::: Supplied passage :::

The Law on Personal Data Protection from 2008 prescribes that personal data is any information related to a natural person, regardless of the form it is expressed in and the information carrier (paper, tape, film, electronic media etc.), upon whose request, in whose name or in whose account that information is stored, date of creation, the location where it is stored, means of acquiring the information (directly, by listening or watching etc., or indirectly, by viewing the document containing the information etc.) or regardless of other properties of the information.
However, since this Law does not adequately regulate the subject matter of personal data protection, the need to adopt a new law dates back to 2012, and all of this with the purpose of aligning our legislation with the EU legislation. The European Commission confirmed this in the report from 2016, in which they state that it is necessary to urgently adopt a new law which will be in accordance with the EU standards. The adoption of the new law on personal data protection is one of the conditions of the negotiations between Serbia and the European Union, by virtue of opening Chapter 23.
The Serbian Government committed to adopt the new law by the end of 2015, on the basis of the Model prepared by the Commissioner for Information of Public Interest. However, this project has still not been realized, and the deadlines to adopt the new law have been postponed several times.
The last progress made in the realization of this project was the adoption of the Draft law on Personal Data Protection, prepared by the Ministry of Justice of the Republic of Serbia. However, this Draft was criticized by the expert public, and the European Commission and Eurojust filed their complaints. Specifically, the criticism of the domestic and public opinion addresses the need for a more adequate regulation of video-surveillance, prevention of potential abuse of the citizen’s unique identification number, and establishing more effective data protection in the public sector.
According to the aforementioned Draft law, personal data is “any data that refers to the natural person, whose identity is determined or can be determined, directly or indirectly, especially on the basis of an identity label, such as a name and ID number, location data, identifiers in electronic communication networks or one or more properties of their physical, physiological, genetic, mental, economic, cultural and social identity”.
Since the Draft law does not specifically mention IP addresses but mentions “an identifier in electronic communication networks”, it can be concluded that the new law is compliant with GDPR on this matter.

::: Given information :::

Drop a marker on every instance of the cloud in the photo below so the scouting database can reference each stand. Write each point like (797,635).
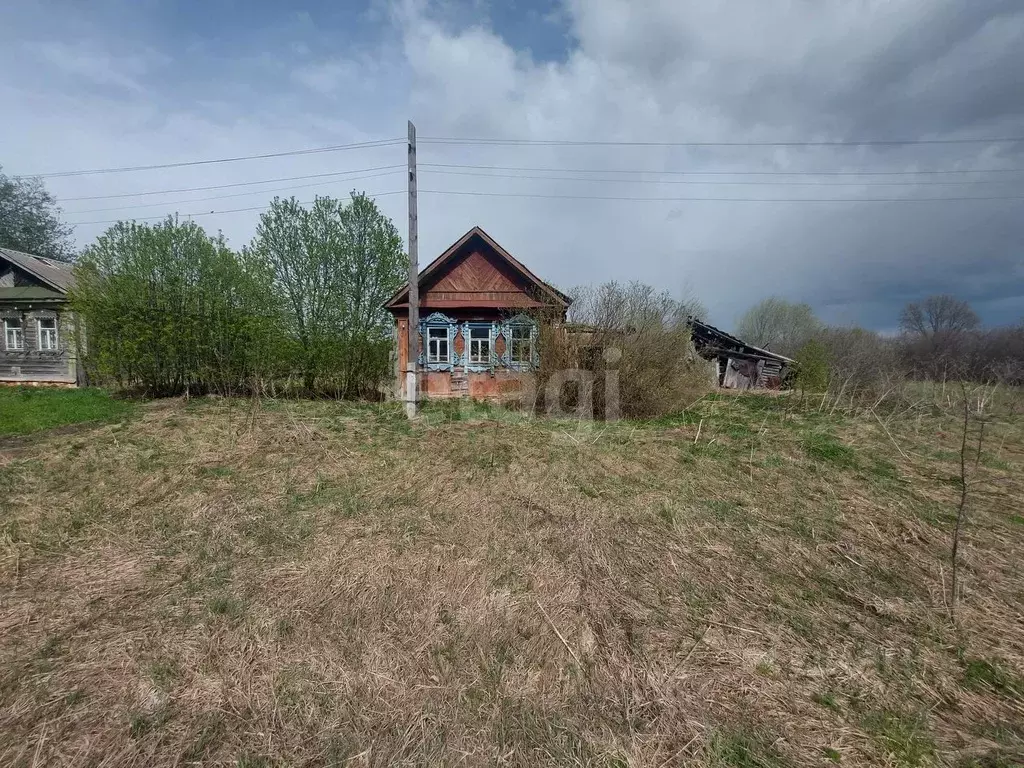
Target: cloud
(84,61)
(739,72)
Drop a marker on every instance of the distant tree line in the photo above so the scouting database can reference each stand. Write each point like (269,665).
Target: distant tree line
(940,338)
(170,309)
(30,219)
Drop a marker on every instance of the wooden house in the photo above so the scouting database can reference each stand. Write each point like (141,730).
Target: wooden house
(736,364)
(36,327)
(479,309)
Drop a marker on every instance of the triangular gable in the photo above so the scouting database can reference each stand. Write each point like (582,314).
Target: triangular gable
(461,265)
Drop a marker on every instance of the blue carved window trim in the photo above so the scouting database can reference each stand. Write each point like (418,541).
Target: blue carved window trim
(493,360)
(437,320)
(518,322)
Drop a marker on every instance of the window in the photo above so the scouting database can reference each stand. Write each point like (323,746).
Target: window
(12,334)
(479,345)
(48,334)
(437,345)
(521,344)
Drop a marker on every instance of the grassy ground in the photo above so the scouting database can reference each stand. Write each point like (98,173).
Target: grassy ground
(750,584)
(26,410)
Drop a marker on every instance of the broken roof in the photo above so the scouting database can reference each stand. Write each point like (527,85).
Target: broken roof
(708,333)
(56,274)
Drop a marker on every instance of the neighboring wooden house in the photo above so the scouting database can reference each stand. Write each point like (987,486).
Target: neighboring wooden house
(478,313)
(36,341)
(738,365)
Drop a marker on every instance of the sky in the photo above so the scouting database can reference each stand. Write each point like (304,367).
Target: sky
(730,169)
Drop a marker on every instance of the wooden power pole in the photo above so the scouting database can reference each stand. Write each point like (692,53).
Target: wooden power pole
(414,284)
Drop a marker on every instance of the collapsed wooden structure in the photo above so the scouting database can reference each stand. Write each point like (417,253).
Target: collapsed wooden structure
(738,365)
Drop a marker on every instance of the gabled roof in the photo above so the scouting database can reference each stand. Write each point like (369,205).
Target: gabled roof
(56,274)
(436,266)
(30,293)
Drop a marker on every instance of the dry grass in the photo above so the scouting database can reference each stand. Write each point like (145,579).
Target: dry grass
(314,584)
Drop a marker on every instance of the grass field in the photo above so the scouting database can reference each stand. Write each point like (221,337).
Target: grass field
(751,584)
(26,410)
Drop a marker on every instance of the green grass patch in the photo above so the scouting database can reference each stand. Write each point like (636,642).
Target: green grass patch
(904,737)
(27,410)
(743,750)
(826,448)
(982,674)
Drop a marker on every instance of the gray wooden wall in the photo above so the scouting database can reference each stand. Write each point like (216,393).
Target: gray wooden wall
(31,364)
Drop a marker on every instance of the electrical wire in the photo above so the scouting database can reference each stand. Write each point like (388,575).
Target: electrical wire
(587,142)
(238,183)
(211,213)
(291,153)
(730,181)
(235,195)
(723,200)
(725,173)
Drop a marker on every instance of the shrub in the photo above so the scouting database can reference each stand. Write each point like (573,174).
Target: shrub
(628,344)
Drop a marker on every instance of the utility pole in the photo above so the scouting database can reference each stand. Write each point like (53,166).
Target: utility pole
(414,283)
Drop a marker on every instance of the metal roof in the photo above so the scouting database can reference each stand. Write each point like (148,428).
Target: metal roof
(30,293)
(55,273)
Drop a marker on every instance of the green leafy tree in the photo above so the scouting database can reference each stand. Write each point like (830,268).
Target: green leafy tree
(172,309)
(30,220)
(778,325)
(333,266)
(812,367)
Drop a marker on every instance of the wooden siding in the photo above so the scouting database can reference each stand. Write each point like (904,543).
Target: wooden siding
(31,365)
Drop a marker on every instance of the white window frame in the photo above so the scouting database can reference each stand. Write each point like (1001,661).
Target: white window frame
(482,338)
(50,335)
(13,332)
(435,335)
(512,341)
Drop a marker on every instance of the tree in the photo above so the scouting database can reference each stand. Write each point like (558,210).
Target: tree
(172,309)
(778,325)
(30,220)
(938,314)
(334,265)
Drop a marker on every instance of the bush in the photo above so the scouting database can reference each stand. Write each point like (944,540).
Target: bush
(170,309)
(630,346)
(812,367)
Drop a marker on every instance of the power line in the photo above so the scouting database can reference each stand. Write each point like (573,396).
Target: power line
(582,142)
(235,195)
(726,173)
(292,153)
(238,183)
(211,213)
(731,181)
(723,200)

:::
::: Given information :::

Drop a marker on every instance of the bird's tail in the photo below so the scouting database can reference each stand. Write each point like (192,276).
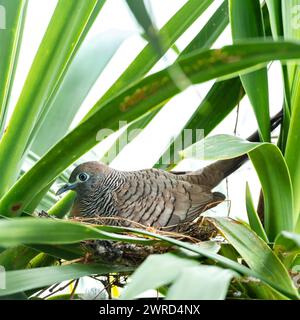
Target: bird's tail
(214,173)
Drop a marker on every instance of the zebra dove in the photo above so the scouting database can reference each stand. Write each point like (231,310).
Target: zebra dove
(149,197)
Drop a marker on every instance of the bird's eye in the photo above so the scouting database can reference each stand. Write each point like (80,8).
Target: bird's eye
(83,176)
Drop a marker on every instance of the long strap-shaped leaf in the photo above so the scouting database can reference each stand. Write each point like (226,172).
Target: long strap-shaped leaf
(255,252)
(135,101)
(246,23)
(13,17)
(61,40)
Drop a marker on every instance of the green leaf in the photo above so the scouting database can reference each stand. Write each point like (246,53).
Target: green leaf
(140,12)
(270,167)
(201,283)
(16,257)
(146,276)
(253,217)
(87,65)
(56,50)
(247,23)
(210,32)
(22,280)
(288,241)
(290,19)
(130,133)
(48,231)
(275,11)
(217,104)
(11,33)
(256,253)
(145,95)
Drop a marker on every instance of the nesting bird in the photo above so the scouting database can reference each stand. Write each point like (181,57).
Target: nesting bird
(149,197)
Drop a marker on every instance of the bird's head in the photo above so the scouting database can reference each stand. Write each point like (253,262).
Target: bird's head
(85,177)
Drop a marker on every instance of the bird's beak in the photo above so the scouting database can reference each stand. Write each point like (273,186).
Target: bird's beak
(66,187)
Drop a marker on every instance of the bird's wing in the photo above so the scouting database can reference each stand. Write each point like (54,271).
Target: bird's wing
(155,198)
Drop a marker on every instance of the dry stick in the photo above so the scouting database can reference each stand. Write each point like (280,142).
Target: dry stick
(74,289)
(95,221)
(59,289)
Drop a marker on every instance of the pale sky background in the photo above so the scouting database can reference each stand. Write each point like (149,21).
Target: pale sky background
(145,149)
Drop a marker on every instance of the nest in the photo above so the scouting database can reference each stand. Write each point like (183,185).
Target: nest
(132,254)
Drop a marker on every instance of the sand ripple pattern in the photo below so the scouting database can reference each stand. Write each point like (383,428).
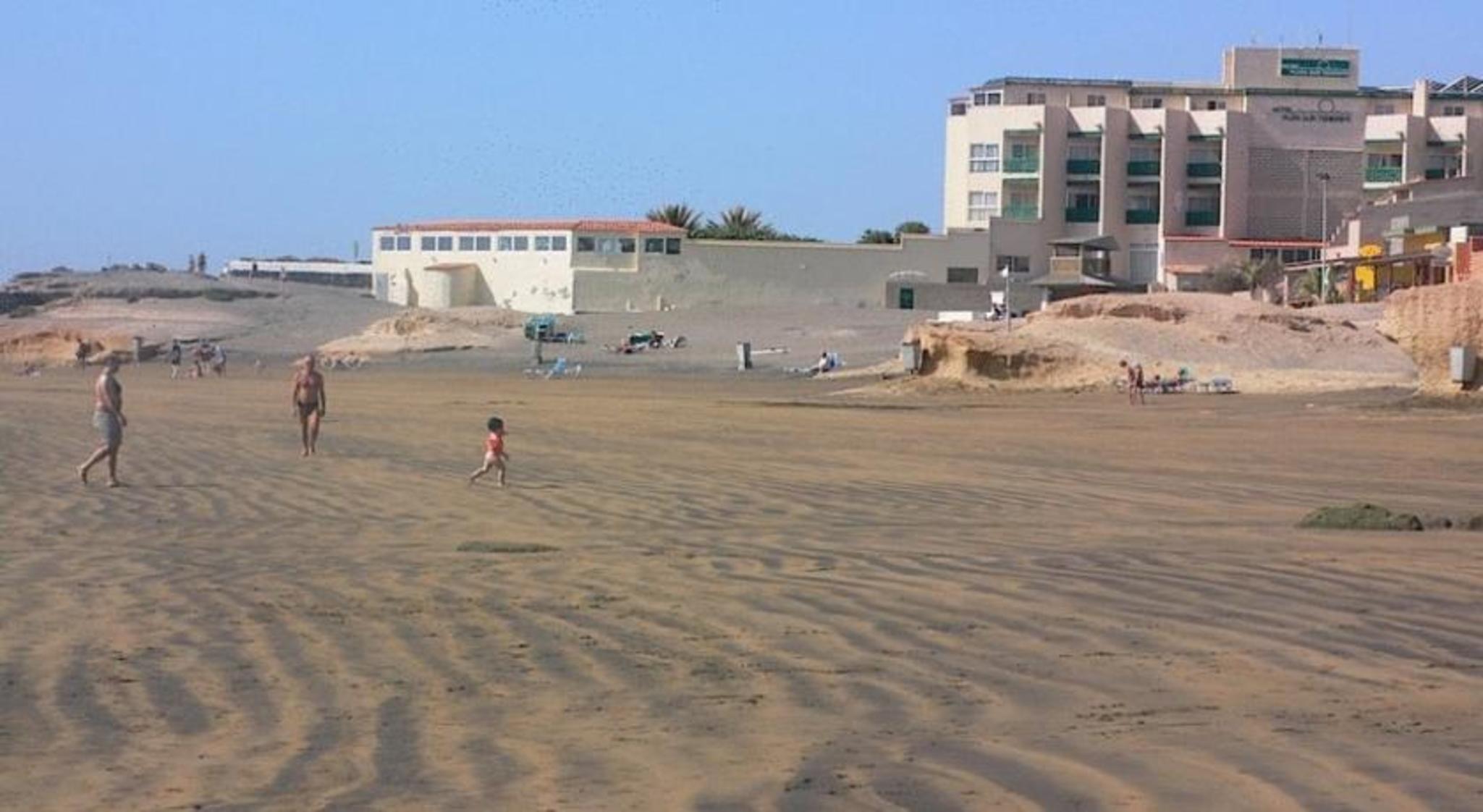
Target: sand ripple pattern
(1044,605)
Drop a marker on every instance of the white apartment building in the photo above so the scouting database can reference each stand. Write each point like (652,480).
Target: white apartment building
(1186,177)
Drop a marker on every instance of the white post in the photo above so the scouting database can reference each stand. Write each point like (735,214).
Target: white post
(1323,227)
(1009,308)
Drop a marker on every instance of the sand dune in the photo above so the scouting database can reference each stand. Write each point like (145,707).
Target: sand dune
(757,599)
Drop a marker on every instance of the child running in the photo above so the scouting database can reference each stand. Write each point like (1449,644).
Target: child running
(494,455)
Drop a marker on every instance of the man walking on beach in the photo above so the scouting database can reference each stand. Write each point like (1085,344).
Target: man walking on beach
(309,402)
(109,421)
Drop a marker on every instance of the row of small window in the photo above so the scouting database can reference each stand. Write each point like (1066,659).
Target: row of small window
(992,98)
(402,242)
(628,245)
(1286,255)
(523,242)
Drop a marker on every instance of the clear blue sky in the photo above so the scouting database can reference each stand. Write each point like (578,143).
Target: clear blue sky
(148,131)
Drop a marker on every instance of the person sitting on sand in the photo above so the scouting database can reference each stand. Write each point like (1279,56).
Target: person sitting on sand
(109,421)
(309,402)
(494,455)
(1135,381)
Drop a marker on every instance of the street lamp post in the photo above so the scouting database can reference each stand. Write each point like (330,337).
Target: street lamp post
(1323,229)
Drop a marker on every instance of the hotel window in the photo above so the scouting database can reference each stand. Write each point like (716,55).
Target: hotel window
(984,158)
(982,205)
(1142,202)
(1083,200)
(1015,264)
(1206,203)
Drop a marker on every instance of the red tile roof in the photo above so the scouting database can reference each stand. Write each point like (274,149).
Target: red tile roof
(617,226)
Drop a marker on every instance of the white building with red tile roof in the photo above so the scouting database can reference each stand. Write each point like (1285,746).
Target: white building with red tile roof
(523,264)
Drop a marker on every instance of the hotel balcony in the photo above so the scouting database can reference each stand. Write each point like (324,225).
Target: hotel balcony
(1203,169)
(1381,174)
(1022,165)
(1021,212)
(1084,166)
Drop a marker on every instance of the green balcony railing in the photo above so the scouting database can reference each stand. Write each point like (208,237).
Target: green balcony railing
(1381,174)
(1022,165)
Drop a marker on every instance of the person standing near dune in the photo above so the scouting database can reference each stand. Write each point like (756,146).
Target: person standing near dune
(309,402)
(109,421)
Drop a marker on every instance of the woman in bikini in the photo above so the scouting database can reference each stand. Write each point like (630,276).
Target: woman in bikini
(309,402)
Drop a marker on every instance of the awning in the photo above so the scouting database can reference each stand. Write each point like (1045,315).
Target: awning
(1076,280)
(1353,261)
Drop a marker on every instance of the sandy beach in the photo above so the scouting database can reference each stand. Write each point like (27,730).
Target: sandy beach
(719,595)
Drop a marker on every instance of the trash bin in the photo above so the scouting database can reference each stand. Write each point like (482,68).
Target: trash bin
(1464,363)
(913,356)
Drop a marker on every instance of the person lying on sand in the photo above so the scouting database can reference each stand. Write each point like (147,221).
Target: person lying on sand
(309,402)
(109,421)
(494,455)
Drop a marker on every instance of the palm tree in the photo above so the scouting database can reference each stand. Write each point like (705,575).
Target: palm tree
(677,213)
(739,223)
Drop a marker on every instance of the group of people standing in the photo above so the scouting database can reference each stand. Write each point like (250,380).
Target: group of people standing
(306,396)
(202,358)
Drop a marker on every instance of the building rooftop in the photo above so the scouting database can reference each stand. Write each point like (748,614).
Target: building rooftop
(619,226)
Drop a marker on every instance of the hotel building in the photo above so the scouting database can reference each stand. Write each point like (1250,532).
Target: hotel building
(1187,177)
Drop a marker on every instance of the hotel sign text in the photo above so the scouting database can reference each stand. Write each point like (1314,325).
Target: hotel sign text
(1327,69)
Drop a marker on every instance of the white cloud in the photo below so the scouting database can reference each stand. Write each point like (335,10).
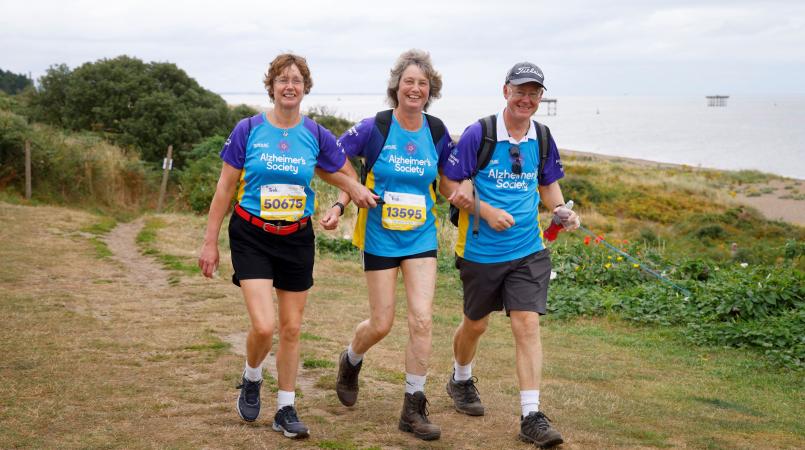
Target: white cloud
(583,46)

:::
::: Given information :::

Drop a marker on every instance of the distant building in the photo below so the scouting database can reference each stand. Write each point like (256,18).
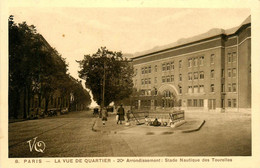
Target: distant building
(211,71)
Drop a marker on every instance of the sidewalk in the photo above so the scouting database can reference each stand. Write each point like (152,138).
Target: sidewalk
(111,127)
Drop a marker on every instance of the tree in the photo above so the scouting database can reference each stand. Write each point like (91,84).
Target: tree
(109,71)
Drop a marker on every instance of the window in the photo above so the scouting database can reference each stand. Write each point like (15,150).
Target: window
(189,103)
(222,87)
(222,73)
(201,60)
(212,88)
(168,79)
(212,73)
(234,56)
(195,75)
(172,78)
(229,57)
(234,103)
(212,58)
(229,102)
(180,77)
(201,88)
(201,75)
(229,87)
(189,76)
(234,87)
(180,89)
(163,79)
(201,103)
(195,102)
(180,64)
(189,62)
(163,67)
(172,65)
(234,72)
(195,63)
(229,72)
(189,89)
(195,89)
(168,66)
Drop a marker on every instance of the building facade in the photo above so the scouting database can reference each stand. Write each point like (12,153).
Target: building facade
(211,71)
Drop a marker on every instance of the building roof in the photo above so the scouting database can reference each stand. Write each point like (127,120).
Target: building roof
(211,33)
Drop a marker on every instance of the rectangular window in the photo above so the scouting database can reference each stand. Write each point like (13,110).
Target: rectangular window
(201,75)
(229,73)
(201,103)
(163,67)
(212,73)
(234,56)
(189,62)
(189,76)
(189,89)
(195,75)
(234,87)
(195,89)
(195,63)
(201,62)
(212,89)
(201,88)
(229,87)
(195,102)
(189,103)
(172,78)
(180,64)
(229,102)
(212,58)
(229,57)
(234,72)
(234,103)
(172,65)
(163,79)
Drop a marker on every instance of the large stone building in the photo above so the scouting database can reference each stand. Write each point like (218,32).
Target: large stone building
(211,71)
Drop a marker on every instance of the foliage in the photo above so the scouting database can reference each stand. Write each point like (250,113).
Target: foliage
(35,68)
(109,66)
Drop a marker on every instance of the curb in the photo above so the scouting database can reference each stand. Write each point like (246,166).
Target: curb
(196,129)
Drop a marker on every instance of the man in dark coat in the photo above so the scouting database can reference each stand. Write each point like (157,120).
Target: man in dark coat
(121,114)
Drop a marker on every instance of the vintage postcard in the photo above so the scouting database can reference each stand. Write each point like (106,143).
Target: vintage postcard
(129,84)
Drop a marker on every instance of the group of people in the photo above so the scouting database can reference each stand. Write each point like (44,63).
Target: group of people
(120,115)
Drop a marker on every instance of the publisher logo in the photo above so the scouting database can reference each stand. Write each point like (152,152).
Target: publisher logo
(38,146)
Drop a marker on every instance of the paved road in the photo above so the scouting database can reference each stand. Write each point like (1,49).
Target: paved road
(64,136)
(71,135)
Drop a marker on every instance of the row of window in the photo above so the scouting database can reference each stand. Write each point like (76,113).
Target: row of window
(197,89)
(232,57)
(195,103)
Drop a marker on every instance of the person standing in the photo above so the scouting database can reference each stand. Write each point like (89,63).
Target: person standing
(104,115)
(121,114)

:::

◆ **Parts of the exercise**:
1: In the passage on Serbian data protection law, which body prepared the Model on which the Serbian Government planned to base the new law?
2: Reproduce word for word the stretch of the passage on Serbian data protection law from "However, since this" through "opening Chapter 23.".

◆ **Solutions in order**:
1: The Commissioner for Information of Public Interest prepared it.

2:
However, since this Law does not adequately regulate the subject matter of personal data protection, the need to adopt a new law dates back to 2012, and all of this with the purpose of aligning our legislation with the EU legislation. The European Commission confirmed this in the report from 2016, in which they state that it is necessary to urgently adopt a new law which will be in accordance with the EU standards. The adoption of the new law on personal data protection is one of the conditions of the negotiations between Serbia and the European Union, by virtue of opening Chapter 23.